Article 42.12, Section 9(g) of the Texas Code of Criminal Procedure provides, "A judge is
not required to direct an officer to prepare a presentence report in a felony case under this section
if: (1) punishment is to be assessed by a jury . . . ." Tex. Code Crim. Proc. Ann. art. 42.12, § 9(g).
While Section 9(g) does not expressly forbid the preparation of a PSI report, nor the publishing of
a PSI report to a jury, the Legislature has not expressed a clear intent to require a PSI report for a
jury's use in assessing punishment. Nor will we overreach our authority by imposing such a
requirement. This point of error is overruled.
III. Did the Trial Court Violate White's Sixth Amendment Right to Counsel By Allowing
a Part of the Trial To Be Conducted Without Her Presence?

Supplied data:
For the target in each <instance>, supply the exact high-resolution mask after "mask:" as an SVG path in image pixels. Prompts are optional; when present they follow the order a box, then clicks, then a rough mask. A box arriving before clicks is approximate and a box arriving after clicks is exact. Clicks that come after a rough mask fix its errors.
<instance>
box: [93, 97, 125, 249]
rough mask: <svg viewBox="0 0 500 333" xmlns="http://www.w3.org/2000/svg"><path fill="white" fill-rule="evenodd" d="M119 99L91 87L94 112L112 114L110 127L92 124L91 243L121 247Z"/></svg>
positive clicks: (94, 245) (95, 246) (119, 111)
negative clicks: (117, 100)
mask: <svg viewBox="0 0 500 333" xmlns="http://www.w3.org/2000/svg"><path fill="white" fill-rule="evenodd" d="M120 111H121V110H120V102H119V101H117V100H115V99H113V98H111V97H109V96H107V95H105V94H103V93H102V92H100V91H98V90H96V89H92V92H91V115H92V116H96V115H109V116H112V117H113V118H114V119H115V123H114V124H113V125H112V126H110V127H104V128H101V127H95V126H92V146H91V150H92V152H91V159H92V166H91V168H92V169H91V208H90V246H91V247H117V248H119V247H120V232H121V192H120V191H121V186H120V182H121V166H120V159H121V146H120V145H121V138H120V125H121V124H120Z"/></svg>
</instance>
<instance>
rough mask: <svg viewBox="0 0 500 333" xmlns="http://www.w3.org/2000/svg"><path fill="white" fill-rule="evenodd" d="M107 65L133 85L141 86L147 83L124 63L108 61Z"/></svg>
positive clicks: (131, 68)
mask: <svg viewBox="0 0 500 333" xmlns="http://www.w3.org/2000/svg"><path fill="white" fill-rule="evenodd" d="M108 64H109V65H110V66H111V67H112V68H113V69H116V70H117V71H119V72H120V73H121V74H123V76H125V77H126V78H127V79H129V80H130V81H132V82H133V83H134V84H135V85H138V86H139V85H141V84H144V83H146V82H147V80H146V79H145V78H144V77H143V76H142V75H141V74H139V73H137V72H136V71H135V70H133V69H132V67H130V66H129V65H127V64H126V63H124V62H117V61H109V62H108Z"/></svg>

Work instruction 1: Output the part of the court opinion excerpt starting with "Article 42.12, Section" and going on through "error is overruled.".
Work instruction 2: According to the court opinion excerpt, when is a judge not required to direct an officer to prepare a presentence report in a felony case?
Work instruction 3: Resume the court opinion excerpt from its last line.
None of the data is needed here.

Task result 1:
Article 42.12, Section 9(g) of the Texas Code of Criminal Procedure provides, "A judge is
not required to direct an officer to prepare a presentence report in a felony case under this section
if: (1) punishment is to be assessed by a jury . . . ." Tex. Code Crim. Proc. Ann. art. 42.12, § 9(g).
While Section 9(g) does not expressly forbid the preparation of a PSI report, nor the publishing of
a PSI report to a jury, the Legislature has not expressed a clear intent to require a PSI report for a
jury's use in assessing punishment. Nor will we overreach our authority by imposing such a
requirement. This point of error is overruled.

Task result 2: When punishment is to be assessed by a jury.

Task result 3:
White also contends the trial court erroneously permitted part of the trial to be conducted
without White's presence. The record shows David Brabham, judge of the 188th Judicial District
Court of Gregg County, was in charge of initially greeting all the jurors who had received a jury
summons for the week of December 13, 2004. It was then Judge Brabham's job to divide that
general assembly into smaller panels, which would then be sent to the various trial courts for jury
selection in the individual cases. Before dividing the prospective jurors into panels, it was also
Judge Brabham's job to qualify each prospective juror within this assembly. Only after completing
that task did Judge Brabham send the smaller panels to the various trial courts.
During the initial qualification proceedings, Judge Brabham apparently had several individual
conversations with various prospective jurors. One of those with whom he talked was Giddings.
According to Giddings' testimony at the hearing on White's motion for new trial, Giddings told
Judge Brabham that she had been previously charged with theft by worthless check, but that she also
told the judge that she believed those charges had been dismissed. This conversation between Judge
Brabham and Giddings was not recorded, preserved, or transcribed for this appeal.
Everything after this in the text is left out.